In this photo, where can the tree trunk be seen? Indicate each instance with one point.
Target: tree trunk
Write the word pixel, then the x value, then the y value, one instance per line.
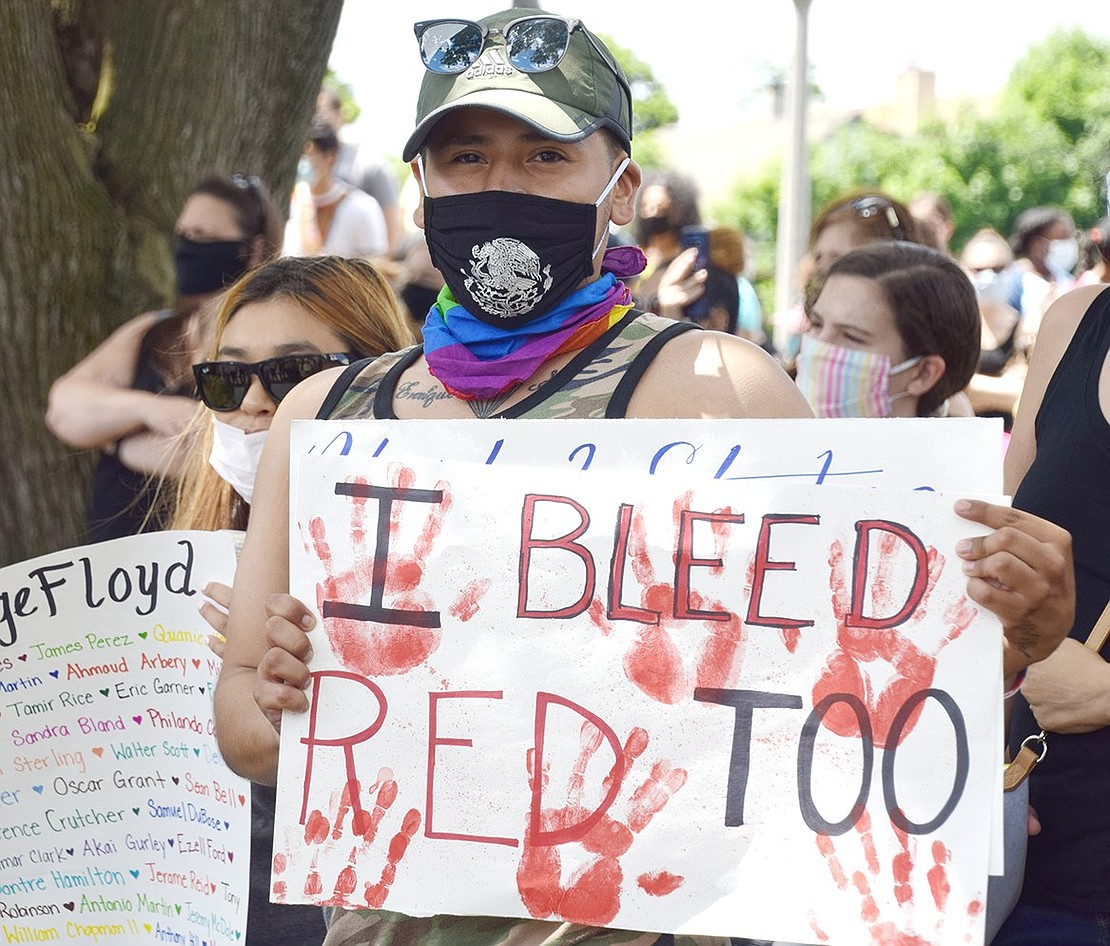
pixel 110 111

++++++++++

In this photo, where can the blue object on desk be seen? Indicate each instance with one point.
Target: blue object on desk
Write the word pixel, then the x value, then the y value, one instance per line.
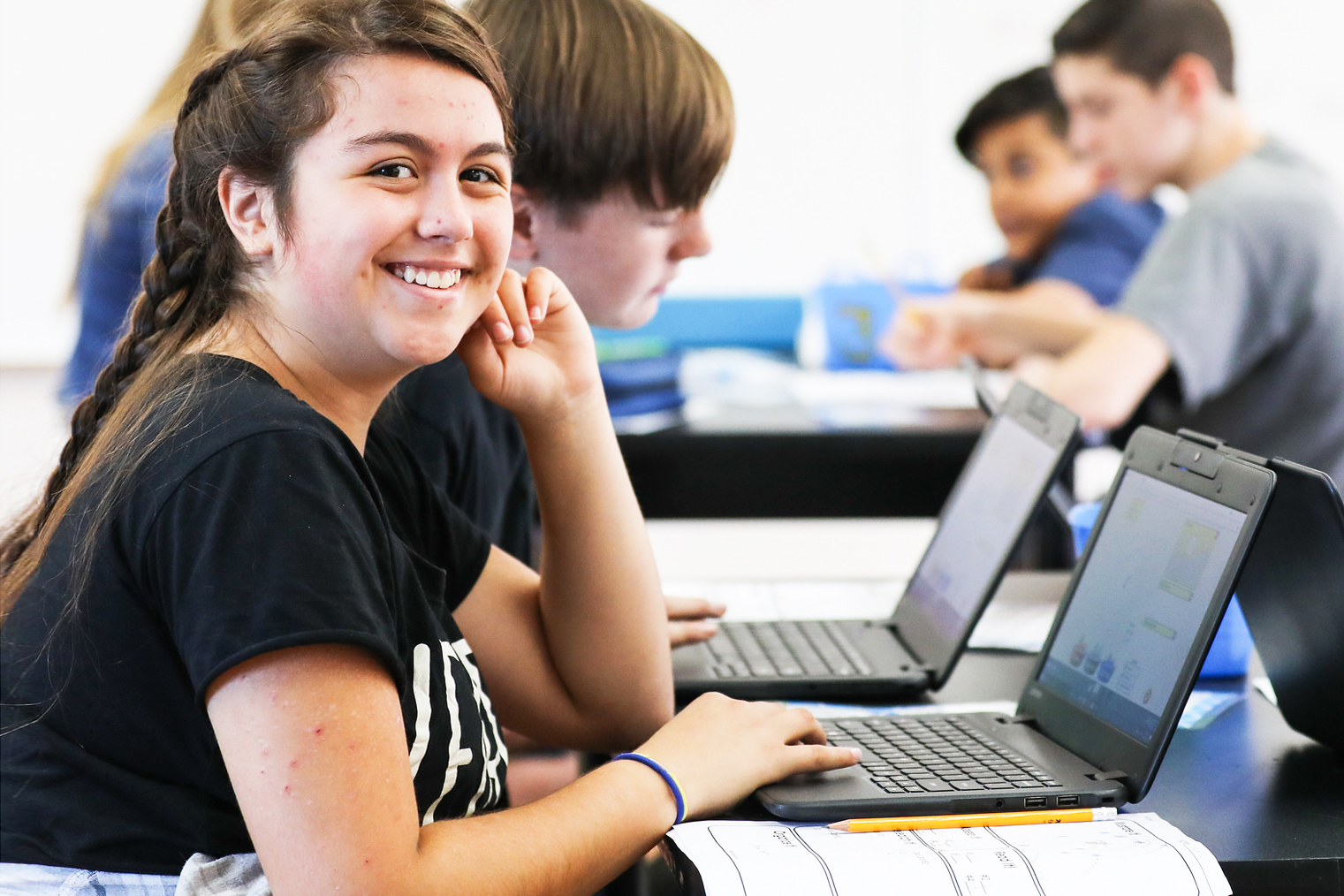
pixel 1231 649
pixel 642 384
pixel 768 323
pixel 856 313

++++++++++

- Exercise description -
Can you update the material from the line with "In this photo, where can the blue" up to and including the line with "pixel 856 313" so that "object" becomes "item" and nothing else changes? Give only those lines, and leave the pictures out.

- Output for this task -
In this photo, where can the blue item on desk be seen? Indicate each instance with one point.
Target: blue item on desk
Write the word pixel, then the x value, then the y value, one instance per line.
pixel 1231 649
pixel 642 384
pixel 768 323
pixel 856 313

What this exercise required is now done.